• [Extracted text]:

-- -- --

Showing posts with label Em Spel. Show all posts
Showing posts with label Em Spel. Show all posts

Wednesday, 21 January 2026

Em Spel - Ninå - Chalice Sect - Brother Wallace - The Green Apple Sea - MUKI

Photo - Deidre Huckabay

Em Spel - Geographic.

Em Spel is scheduled to release the new LP "Bird or Snake" on the 27 March on Birdwatcher / Carilloni, the first single "Geographic" is released this week. Em Spel's intricate, flute-driven alt-folk sounds like nothing else in Chicago. Led by songwriter and multi-instrumentalist Emma Hospelhorn, Em Spel's debut album, The Carillon Towers, was hailed by the Chicago Reader as "Scintillating" and by Dusted Magazine as "a folktale turned oddly, surreally modern, a magical realist scenario set in the right now." 

Hospelhorn is a flutist in avant-classical group Ensemble Dal Niente, and her discography includes work on flutes, bass guitar, and keyboards for V.V. Lightbody, Mute Duo, and others working in a diverse array of genres including folk, drone, garage rock, post-punk, and classical. In this solo endeavor, she fuses all of these influences with story-driven lyrics to create invitingly strange folk vignettes.

-- -- --

• [Direction 1]:
According to the Em Spel post, what does Hospelhorn do with her influences in this solo project, and for what purpose? Answer in one to three sentences.
• [Direction 2]:
Which genres does the Em Spel post name as the range of Hospelhorn's discography?
• [Direction 3]:
Print the part of the Em Spel post that opens with the words containing "Hospelhorn is a" and closes with "strange folk vignettes.".
Base your answers only on the Em Spel post.

• [Supplied material]:
-- -- --

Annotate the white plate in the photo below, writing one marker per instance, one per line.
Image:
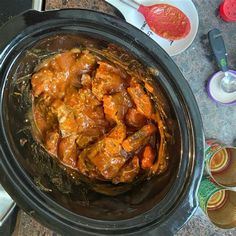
(171, 47)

-- -- --

• [Result 1]:
In this solo project, Hospelhorn fuses her influences from folk, drone, garage rock, post-punk, and classical with story-driven lyrics. She does this to create invitingly strange folk vignettes.

• [Result 2]:
- folk
- drone
- garage rock
- post-punk
- classical

• [Result 3]:
Hospelhorn is a flutist in avant-classical group Ensemble Dal Niente, and her discography includes work on flutes, bass guitar, and keyboards for V.V. Lightbody, Mute Duo, and others working in a diverse array of genres including folk, drone, garage rock, post-punk, and classical. In this solo endeavor, she fuses all of these influences with story-driven lyrics to create invitingly strange folk vignettes.